◆ **Your goal**
Search the data for "pedestrian". Return each matching line.

**** Exercise data ****

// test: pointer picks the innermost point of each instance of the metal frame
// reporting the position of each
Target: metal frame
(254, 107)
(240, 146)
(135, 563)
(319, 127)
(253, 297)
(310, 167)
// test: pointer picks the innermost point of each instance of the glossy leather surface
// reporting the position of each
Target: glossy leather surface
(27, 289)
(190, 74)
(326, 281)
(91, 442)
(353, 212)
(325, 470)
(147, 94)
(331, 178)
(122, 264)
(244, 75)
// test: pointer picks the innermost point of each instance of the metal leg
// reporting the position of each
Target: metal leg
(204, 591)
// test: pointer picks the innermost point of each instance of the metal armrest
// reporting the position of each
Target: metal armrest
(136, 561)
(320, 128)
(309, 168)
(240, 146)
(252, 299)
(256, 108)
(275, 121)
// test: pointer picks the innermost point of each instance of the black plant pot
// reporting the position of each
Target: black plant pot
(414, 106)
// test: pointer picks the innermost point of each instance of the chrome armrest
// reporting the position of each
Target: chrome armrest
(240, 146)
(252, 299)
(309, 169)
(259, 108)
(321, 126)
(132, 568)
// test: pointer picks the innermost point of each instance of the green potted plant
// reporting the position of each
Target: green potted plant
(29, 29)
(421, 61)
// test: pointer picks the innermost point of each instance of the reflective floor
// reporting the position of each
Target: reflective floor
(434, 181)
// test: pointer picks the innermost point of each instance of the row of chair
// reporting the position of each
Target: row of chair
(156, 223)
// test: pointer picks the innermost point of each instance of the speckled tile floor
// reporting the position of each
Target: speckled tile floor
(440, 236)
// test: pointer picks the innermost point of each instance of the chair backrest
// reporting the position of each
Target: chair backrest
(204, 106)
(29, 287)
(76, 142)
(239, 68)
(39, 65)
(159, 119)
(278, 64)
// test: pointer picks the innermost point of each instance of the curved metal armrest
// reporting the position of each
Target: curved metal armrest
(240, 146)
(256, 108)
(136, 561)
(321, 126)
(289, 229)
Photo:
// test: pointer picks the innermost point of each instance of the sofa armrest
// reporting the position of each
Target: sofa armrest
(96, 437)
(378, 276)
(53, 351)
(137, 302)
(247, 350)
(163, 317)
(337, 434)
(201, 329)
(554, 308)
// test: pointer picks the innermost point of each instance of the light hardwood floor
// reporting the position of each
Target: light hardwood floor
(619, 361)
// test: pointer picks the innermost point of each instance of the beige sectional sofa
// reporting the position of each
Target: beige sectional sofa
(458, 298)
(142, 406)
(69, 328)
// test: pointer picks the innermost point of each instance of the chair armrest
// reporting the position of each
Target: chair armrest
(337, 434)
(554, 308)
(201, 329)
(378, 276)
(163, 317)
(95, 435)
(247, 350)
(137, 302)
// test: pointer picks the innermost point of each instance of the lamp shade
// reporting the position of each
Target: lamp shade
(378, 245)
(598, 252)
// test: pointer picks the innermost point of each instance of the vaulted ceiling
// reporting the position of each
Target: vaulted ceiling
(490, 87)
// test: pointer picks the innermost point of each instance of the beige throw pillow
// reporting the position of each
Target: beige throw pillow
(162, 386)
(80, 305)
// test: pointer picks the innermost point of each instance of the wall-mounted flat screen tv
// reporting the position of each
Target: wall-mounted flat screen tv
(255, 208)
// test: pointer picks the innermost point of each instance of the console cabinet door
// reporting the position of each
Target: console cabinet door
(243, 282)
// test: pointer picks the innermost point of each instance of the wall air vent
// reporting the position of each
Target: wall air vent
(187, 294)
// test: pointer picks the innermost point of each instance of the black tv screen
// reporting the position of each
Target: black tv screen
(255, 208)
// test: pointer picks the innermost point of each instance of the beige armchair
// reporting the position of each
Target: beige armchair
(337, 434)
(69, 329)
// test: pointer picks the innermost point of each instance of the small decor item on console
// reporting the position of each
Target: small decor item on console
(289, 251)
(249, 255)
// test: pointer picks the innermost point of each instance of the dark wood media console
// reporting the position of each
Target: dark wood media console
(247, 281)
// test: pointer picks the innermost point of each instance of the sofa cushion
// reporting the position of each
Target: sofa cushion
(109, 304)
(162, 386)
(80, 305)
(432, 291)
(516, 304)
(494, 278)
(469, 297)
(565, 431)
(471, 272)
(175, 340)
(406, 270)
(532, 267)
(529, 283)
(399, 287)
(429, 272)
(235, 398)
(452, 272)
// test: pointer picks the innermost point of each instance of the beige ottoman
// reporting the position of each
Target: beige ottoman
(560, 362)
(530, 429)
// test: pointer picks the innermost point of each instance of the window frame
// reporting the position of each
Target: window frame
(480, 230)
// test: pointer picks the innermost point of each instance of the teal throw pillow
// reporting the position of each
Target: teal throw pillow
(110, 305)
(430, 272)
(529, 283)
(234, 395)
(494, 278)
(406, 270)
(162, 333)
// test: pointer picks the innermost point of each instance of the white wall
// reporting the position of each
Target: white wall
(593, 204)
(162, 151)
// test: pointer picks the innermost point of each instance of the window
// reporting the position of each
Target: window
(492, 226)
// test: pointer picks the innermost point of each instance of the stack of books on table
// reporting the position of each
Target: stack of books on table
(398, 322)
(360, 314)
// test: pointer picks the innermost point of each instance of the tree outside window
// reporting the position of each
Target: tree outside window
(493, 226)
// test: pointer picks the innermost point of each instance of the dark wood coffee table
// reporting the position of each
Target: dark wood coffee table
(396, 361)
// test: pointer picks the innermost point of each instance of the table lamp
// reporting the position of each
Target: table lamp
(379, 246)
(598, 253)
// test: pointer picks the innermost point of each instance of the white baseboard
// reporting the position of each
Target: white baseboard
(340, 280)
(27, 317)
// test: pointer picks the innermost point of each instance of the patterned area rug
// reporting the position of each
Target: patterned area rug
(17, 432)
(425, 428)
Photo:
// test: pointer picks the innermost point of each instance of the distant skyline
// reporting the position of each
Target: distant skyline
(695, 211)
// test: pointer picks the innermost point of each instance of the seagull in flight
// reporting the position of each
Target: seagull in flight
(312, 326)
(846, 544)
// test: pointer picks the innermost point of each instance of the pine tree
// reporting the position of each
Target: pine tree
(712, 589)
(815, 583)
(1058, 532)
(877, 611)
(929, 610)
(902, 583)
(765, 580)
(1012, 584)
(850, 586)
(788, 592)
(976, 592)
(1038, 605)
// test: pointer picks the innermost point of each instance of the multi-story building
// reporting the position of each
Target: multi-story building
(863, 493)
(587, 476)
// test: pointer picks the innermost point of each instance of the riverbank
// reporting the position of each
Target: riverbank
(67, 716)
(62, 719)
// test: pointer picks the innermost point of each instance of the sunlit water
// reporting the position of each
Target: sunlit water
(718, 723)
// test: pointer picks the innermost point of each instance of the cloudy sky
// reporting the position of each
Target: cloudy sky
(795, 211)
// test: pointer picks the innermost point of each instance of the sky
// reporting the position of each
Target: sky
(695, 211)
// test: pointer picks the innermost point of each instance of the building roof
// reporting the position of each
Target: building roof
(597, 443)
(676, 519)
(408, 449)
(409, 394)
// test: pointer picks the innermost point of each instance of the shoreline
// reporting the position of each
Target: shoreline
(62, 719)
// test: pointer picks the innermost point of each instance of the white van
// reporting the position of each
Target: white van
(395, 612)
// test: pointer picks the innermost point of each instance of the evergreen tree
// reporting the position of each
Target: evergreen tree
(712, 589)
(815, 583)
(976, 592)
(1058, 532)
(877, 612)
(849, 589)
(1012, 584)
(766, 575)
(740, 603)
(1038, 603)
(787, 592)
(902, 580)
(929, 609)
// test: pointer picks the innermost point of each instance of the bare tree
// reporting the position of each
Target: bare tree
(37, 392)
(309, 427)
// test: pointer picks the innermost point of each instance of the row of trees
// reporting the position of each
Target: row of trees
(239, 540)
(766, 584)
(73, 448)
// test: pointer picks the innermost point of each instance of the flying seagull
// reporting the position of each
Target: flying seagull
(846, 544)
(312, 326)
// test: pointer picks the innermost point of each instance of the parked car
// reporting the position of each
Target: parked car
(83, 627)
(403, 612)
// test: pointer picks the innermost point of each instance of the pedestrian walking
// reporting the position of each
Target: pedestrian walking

****

◆ **Result of this exercise**
// test: pointer picks the innermost point of each instance of the pedestrian walking
Target: pedestrian walking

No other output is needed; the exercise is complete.